• **WHAT TO PRODUCE**
Begin at the line containing "Ground gray-haired man" and copy each line exactly through the end of the records, leaving out what comes before.

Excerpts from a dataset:
------------------------------------

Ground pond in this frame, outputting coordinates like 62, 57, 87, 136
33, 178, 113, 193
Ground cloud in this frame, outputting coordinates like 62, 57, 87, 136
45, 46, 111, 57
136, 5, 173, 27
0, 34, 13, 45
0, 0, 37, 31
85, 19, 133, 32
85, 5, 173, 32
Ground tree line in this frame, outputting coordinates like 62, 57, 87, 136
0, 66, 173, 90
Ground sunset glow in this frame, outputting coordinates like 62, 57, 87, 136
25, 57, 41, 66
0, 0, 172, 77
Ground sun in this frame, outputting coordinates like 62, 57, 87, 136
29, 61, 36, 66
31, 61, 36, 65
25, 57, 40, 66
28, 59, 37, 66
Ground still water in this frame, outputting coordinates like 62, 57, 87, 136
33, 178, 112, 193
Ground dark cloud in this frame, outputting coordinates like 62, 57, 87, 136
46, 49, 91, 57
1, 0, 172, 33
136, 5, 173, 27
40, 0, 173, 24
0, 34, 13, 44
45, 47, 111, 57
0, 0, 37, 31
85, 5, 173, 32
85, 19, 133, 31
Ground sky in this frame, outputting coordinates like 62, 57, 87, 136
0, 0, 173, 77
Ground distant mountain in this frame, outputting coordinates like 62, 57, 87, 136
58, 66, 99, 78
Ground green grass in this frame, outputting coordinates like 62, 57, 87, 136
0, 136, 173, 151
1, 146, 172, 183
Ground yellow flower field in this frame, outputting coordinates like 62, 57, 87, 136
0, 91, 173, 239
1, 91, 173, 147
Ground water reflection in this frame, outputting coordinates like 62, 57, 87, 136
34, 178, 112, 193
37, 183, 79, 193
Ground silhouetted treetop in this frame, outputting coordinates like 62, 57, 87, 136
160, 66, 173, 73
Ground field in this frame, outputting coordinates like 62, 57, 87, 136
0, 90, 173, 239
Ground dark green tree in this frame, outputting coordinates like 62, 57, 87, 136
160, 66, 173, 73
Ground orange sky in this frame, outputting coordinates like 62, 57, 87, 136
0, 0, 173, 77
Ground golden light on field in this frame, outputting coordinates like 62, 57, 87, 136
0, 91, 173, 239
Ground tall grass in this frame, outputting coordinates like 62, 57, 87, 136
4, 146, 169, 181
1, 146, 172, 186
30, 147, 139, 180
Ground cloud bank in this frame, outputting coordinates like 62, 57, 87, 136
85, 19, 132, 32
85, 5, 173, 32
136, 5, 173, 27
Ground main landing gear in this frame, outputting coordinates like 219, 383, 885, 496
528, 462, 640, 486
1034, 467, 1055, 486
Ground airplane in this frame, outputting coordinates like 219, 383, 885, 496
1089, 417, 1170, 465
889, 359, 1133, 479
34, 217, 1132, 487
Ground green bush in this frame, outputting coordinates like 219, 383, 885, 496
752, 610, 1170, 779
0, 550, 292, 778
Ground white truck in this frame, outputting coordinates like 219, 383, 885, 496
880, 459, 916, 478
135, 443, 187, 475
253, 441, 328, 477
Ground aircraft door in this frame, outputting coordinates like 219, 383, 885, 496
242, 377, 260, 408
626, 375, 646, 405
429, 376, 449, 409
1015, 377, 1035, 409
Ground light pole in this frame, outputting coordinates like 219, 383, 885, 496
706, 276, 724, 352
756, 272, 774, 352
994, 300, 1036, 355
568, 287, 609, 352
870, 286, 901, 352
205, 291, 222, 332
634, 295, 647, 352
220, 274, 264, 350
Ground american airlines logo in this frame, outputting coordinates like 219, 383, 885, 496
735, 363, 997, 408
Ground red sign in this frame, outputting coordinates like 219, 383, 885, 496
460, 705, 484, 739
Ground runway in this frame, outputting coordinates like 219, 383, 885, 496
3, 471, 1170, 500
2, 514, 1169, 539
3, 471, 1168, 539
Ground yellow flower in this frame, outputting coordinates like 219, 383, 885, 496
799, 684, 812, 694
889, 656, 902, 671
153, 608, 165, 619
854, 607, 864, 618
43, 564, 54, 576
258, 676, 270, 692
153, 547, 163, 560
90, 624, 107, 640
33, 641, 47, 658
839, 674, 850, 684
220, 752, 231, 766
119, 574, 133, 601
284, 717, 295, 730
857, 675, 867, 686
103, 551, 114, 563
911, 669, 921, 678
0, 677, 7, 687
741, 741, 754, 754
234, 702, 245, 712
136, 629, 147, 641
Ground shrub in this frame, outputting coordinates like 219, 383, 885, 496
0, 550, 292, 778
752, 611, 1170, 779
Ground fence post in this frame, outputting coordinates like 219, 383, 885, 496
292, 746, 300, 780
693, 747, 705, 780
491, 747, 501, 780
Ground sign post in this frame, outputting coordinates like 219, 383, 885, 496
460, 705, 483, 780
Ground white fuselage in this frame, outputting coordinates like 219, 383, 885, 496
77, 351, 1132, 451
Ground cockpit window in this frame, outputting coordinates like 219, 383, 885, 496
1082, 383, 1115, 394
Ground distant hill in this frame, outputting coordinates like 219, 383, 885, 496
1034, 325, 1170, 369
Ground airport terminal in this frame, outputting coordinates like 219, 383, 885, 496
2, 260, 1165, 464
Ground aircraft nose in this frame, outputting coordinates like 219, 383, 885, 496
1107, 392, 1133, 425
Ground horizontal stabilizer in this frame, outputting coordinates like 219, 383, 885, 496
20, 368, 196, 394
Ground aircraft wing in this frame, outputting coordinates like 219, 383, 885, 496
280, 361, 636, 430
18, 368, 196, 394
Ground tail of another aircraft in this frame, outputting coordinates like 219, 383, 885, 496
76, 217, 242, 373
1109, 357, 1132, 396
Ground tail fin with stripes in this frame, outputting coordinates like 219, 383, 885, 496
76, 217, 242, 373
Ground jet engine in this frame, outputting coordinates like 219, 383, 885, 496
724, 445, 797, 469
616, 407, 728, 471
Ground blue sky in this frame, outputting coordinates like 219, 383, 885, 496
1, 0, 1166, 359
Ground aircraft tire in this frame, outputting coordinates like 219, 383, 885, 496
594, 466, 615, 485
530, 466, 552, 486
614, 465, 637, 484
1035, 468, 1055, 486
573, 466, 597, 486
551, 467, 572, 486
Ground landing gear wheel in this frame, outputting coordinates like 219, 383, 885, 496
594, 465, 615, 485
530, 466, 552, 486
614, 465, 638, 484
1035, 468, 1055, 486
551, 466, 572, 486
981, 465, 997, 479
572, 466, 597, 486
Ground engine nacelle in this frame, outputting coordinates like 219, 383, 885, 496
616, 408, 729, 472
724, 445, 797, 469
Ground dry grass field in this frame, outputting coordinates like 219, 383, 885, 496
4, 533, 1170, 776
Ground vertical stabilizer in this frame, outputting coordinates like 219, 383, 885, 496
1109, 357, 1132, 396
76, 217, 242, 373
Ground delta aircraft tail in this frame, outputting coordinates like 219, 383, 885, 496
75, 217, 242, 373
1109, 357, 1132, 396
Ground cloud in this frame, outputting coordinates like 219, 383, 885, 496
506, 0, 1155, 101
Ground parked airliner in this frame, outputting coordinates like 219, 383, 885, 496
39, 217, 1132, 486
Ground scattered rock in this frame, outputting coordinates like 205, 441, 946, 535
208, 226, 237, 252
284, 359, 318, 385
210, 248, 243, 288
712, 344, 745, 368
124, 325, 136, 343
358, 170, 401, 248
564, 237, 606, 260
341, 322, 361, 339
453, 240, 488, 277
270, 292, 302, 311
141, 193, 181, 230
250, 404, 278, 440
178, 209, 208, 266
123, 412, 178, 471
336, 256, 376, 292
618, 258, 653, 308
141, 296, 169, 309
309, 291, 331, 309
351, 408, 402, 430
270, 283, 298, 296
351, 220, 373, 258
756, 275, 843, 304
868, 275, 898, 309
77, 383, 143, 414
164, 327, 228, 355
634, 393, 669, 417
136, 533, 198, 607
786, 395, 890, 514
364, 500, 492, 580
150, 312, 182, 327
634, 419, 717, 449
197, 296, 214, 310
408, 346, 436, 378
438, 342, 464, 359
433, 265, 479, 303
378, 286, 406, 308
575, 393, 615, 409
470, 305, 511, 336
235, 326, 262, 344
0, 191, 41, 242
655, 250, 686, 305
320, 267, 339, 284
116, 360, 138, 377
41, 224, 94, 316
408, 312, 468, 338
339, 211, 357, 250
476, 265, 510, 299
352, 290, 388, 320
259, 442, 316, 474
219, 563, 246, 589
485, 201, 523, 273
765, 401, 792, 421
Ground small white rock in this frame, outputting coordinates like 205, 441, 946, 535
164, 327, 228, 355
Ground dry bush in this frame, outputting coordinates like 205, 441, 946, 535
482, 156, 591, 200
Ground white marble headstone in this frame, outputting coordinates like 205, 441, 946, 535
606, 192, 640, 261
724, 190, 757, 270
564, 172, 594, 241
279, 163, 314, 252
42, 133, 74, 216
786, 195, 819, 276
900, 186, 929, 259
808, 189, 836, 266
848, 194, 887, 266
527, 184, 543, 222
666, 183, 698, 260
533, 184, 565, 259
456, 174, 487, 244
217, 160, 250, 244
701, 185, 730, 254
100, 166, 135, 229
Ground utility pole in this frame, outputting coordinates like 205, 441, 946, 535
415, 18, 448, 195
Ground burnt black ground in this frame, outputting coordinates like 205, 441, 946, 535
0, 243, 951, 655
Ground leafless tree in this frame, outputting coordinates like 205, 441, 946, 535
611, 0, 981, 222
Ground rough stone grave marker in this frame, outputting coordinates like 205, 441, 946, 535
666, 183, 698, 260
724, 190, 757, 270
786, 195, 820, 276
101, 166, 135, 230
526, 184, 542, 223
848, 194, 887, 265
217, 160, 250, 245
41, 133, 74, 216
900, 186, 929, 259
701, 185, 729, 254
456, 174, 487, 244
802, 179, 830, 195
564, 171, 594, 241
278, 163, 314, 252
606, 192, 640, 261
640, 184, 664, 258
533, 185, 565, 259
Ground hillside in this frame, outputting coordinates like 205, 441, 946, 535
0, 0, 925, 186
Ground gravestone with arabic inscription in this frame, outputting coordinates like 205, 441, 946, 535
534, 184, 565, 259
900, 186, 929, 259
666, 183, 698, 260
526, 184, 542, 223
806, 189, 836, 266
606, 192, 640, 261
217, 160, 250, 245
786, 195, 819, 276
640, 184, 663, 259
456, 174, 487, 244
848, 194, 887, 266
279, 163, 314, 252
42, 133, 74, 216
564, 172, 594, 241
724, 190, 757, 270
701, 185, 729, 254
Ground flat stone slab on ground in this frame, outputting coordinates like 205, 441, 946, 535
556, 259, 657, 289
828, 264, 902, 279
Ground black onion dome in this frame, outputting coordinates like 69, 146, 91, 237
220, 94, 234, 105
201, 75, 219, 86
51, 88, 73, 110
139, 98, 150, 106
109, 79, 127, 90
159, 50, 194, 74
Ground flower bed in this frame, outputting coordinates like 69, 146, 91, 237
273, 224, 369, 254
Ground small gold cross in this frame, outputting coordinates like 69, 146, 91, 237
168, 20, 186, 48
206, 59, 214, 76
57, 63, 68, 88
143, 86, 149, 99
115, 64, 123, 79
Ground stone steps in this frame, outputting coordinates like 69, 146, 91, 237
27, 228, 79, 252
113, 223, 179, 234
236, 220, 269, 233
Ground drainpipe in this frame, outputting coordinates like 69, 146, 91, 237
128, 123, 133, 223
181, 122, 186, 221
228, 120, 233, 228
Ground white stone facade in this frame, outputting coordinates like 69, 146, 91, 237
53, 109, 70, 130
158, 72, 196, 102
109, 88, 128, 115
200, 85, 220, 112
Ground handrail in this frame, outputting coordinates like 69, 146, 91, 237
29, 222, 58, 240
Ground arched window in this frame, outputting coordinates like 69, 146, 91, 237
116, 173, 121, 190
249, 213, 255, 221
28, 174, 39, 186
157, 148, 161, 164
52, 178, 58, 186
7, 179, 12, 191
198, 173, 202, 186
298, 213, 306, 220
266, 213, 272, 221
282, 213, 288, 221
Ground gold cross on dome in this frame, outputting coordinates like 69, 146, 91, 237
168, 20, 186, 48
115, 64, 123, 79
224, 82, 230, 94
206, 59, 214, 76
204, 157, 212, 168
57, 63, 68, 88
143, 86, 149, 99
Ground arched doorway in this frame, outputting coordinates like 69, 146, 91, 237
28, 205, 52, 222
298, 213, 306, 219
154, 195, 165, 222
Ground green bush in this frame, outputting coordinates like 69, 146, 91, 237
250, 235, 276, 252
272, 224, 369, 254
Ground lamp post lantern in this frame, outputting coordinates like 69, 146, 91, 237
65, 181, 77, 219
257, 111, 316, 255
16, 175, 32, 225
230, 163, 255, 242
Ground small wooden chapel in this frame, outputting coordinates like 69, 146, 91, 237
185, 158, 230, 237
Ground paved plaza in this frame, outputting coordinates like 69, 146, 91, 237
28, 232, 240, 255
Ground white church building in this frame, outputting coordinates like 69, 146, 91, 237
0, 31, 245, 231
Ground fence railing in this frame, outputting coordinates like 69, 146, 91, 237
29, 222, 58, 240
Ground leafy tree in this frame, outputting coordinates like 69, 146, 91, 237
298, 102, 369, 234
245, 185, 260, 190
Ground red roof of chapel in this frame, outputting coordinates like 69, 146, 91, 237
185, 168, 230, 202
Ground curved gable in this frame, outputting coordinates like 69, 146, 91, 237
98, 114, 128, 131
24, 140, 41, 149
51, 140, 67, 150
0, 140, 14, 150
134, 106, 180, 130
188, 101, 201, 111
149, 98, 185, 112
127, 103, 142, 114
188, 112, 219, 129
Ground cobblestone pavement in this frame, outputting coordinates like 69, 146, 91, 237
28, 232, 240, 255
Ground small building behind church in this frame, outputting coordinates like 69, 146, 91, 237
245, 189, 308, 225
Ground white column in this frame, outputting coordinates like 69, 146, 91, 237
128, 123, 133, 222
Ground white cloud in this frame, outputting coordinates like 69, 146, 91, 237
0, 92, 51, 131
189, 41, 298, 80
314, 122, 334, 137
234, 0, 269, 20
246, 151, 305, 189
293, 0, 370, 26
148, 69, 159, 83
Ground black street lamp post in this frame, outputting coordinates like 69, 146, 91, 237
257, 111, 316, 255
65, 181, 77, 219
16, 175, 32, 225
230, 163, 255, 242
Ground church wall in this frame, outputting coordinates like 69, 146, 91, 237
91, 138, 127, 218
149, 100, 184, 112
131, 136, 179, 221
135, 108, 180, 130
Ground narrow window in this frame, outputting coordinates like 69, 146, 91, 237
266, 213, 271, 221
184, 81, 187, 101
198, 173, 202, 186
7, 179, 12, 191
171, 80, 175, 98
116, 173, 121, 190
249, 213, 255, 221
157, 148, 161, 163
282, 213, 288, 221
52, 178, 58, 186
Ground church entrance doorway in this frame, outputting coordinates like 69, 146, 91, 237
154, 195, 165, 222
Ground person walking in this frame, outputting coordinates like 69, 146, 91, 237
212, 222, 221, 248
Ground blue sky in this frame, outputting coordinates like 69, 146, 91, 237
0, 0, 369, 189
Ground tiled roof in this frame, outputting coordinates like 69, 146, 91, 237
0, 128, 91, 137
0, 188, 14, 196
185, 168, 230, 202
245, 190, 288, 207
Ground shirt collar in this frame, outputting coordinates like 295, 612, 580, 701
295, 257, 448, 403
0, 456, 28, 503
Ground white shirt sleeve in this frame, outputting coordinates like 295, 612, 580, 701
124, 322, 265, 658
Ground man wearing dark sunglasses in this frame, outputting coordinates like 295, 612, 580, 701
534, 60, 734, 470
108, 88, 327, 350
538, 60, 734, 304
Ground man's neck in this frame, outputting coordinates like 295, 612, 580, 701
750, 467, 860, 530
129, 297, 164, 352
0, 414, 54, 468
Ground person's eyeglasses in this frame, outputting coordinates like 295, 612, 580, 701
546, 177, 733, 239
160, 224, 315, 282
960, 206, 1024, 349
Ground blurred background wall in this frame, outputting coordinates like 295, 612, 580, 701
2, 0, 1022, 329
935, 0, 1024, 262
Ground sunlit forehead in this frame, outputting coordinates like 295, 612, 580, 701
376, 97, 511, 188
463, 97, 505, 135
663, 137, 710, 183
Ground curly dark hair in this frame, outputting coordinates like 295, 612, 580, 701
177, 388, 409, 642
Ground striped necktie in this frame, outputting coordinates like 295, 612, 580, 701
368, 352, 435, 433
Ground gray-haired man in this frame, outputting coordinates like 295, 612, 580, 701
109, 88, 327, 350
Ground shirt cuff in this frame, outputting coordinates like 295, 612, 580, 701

------------------------------------

• **TASK ANSWER**
Ground gray-haired man in this frame, outputting coordinates like 295, 612, 580, 701
109, 88, 327, 350
Ground shirt cuff in this frame, outputting coordinates like 295, 612, 580, 701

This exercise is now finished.